**What you will do**
Repeat each of the following records word for word and in the same order, leaving nothing out.

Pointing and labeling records
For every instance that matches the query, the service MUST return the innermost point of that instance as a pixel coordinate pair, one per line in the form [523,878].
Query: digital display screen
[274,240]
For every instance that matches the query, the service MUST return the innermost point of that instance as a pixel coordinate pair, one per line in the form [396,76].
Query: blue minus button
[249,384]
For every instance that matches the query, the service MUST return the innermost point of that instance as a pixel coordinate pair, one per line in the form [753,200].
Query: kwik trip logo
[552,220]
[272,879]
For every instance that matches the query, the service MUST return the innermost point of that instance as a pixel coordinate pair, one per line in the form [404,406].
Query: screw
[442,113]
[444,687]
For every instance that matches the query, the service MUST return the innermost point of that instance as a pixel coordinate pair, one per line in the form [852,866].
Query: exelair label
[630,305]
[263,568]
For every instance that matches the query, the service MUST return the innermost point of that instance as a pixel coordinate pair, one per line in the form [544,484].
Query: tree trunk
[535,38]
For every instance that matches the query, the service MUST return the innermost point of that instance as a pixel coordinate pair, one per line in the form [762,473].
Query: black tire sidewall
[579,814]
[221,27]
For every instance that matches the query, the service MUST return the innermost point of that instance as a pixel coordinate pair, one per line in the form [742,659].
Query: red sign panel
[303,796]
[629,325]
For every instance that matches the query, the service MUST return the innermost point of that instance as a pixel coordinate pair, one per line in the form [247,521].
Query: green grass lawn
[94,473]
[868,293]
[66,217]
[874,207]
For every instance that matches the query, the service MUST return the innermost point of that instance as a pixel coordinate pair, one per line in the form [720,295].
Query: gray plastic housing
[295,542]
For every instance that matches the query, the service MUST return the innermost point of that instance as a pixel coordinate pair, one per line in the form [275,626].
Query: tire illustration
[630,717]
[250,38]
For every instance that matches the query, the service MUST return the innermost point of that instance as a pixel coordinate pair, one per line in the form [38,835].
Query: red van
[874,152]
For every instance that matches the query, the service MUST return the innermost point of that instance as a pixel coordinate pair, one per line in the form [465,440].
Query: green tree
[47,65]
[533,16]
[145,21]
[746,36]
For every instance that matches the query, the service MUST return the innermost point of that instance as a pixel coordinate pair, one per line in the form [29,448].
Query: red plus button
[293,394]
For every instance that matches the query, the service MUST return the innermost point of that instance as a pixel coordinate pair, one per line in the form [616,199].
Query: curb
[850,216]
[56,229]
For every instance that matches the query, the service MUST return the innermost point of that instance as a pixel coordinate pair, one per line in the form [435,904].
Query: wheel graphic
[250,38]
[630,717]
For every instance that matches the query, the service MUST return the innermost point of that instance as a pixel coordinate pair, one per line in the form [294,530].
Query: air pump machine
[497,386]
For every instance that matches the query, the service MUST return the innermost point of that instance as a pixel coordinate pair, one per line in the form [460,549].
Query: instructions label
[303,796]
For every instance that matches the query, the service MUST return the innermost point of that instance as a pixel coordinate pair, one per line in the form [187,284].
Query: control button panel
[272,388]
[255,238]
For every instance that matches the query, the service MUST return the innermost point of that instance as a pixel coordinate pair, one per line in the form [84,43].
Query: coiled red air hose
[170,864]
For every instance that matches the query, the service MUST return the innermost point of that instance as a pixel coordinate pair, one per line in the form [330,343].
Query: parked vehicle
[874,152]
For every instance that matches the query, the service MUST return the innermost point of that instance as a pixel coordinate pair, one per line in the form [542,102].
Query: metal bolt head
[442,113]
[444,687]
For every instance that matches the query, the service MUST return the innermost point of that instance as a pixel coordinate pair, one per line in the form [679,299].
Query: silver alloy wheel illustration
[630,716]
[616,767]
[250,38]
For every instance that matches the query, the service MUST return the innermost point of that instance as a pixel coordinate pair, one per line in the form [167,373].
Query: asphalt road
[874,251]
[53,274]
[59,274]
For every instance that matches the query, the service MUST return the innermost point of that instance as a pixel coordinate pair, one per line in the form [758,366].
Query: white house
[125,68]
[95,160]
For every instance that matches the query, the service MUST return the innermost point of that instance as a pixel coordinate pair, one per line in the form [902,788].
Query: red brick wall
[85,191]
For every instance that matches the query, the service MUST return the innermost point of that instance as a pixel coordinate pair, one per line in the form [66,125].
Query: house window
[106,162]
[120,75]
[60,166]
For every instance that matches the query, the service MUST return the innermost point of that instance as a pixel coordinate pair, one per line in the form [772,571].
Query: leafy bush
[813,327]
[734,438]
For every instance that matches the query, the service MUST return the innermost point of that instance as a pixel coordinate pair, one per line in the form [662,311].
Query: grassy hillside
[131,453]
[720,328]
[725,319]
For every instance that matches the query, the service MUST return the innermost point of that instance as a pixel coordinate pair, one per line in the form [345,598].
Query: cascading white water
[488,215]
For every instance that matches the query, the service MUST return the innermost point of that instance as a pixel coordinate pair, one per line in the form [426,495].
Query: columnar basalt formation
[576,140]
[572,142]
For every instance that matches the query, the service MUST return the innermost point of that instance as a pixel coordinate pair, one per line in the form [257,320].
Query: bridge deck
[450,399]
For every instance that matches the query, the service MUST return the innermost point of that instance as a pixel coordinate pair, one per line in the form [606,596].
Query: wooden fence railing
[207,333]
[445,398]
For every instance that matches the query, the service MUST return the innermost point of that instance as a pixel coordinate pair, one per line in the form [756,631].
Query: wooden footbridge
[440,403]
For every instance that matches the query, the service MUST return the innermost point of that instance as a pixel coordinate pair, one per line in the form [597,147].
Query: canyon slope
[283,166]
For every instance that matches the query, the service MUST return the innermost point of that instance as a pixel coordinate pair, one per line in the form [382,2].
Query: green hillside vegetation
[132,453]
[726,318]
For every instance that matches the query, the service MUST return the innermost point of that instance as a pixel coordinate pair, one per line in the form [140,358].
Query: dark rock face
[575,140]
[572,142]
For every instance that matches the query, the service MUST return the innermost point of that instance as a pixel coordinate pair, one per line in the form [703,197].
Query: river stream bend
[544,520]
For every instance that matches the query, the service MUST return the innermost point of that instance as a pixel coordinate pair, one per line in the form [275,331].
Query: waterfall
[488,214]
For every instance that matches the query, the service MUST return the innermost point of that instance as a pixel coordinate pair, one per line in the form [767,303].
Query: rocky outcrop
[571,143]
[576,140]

**Right answer**
For every instance that matches the query, the service MUST return the innermost point of that instance as a pixel coordinate pair, one per line in the form [523,878].
Query: digital display screen
[274,240]
For every instance that matches the query, the service MUST return the innermost point of that instance as a pixel coordinate pair, one per line in the form [396,76].
Query: blue minus button
[249,384]
For every instance that matches the query, the service MUST return the innermost point of that instance as a pixel coordinate pair, one per line in the form [753,200].
Query: kwik trip logo
[552,220]
[272,879]
For every instance that matches the query, the service MUST return the innermost point of that instance as a pixel coordinate pair, one per line in the form [404,406].
Query: screw
[442,113]
[444,687]
For every instance that matches the query, the service MUST return the innermost point of that instance as a pixel coordinate pair, one per line in the form [852,866].
Query: exelair label
[630,305]
[263,568]
For every instance that matches the query, the service MUST return the innermost point of that instance as a pixel coordinate pair, one per line in the form [544,484].
Query: tree trunk
[535,38]
For every instance that matches the query, the service MUST return the innermost point of that instance as a pixel coordinate pair, one per line in the form [762,473].
Query: black tire sidewall
[579,814]
[221,27]
For every instance that matches the query, the service MUST return the innermost point of that instance as a pixel coordinate pair, one per line in the form [742,659].
Query: red sign panel
[303,796]
[629,325]
For every instance that matches the query, the service MUST return the innermost point of that instance as a pixel coordinate pair, one per line in the form [247,521].
Query: green grass lawn
[94,473]
[868,293]
[66,217]
[874,207]
For every instance that matches the query, the service MUST return the innermost point of that instance as a pixel coordinate pair, one per line in the form [720,295].
Query: gray plastic housing
[295,542]
For every instance that matches the query, the service MUST return the innermost point of that instance as a pixel coordinate pair, one per line in the form [275,626].
Query: tire illustration
[630,717]
[250,38]
For every instance that matches the query, the service MUST return the innermost point of that instance as a pixel coordinate pair, one per line in the form [38,835].
Query: red van
[874,152]
For every instance that matches the query, the service MUST return the innermost point of that instance as a pixel coordinate pair, one per line in the form [465,440].
Query: green tree
[47,65]
[533,16]
[145,21]
[746,36]
For every instance that matches the query, the service MUST return the innermost point of that instance as a pixel coordinate pair, one per line in the form [29,448].
Query: red plus button
[293,394]
For every instance that matches the query, the service MUST return the innermost point of that instance as a pixel coordinate pair, one per line in the form [616,199].
Query: curb
[850,216]
[56,229]
For every instance that matches the query, the service MUST return the innermost point of that instance as a pixel coordinate pair, one per line in the form [435,904].
Query: wheel graphic
[250,38]
[630,717]
For every instance that matches the query, the service MUST return the innermost point of that instance as a pixel coordinate pair, one per line in the form [294,530].
Query: air pump machine
[497,386]
For every instance that matches the query, the service MUST return the innermost point of that instance as a pixel coordinate pair, one per line in the form [460,549].
Query: instructions label
[303,796]
For every instance that matches the query, the service MUST return the innermost point of that instance as a pixel coordinate pair, one per line in the form [187,284].
Query: control button panel
[272,388]
[255,238]
For every instance that matches the query, the service MUST return the innermost point of that instance as a pixel coordinate pair, one per line in the form [84,43].
Query: coiled red air hose
[170,864]
For every instance that matches the query, the service MUST return the innermost point of that instance as a pixel coordinate pair, one per line in the form [330,343].
Query: parked vehicle
[874,152]
For every instance that matches the query, the service MUST return the innermost point of that instance as a pixel coordinate pair, one per line in the form [542,102].
Query: metal bolt head
[442,113]
[444,687]
For every instance that matches the query, the service MUST return the innermost point of that instance as a pixel coordinate pair, one per line in the form [679,299].
Query: silver alloy wheel illustration
[630,716]
[616,767]
[250,38]
For every instance that matches the query, the service MUST return the innermost point of that instance as a pixel coordinate pair, one per line in the form [167,373].
Query: asphalt road
[874,251]
[53,274]
[59,274]
For every instance that matches the query, the service MUST return the innermost point of that instance as a pixel coordinate pair, one per line in the form [758,366].
Query: white house
[125,68]
[95,160]
For every instance that matches the query, the service MUST return the innermost point of that instance as a pixel coordinate pair, one per line in the form [902,788].
Query: red brick wall
[85,191]
For every instance that matches the query, the service MUST return the innermost point of that instance as a pixel coordinate pair, one per line in the form [66,125].
Query: house window
[106,162]
[120,75]
[60,166]
For every instance that matches the query, the service MUST return the innermost point of that instance as a pixel coordinate pair, one per line in the form [772,571].
Query: leafy bush
[813,327]
[734,438]
For every instance that matches the query, the service MUST return the innermost point of that instance as a pixel coordinate pair, one per line in the form [662,311].
Query: grassy hillside
[131,453]
[720,328]
[725,319]
For every instance that matches the query, the service MUST return the innermost point of that instance as a pixel coordinate pair, one per line in the form [345,598].
Query: cascading white water
[488,215]
For every instance that matches the query, the service MUST return the innermost point of that instance as a pixel coordinate pair, one per line in the form [426,495].
Query: columnar basalt formation
[576,140]
[572,142]
For every instance that matches the query, the service MUST return the innermost point of that instance as a pixel coordinate pair, one per line in the form [257,320].
Query: bridge deck
[450,399]
For every instance that matches the query, the service MUST return the innermost point of that instance as a pixel coordinate pair, one per line in the form [606,596].
Query: wooden fence railing
[207,333]
[445,398]
For every instance that matches the query, the service MUST return the innermost point of that instance as a pixel coordinate pair, one per line in the form [756,631].
Query: wooden footbridge
[440,403]
For every instance that matches the query, the service MUST return the innermost point of that instance as a pixel coordinate pair, one per line in the form [597,147].
Query: canyon slope
[283,166]
For every instance that matches the query, the service MUST return the innermost point of that instance as a pixel coordinate pair, one per line in the form [382,2].
Query: green hillside vegetation
[132,453]
[726,318]
For every instance that matches the query, the service MUST return the innermost point of that instance as a pixel coordinate pair, one per line in the form [140,358].
Query: dark rock face
[575,140]
[572,142]
For every instance that matches the query, the service MUST return the innermost point of that instance as a pixel coordinate pair, one per line in the form [703,197].
Query: river stream bend
[544,520]
For every instance that matches the query, the service MUST return the innermost point of that instance as a pixel coordinate pair, one per line in the form [275,331].
Query: waterfall
[488,214]
For every instance that matches the query, the service MUST return the innermost point of that instance as a pixel coordinate pair, one per line in the form [767,303].
Query: rocky outcrop
[571,143]
[576,140]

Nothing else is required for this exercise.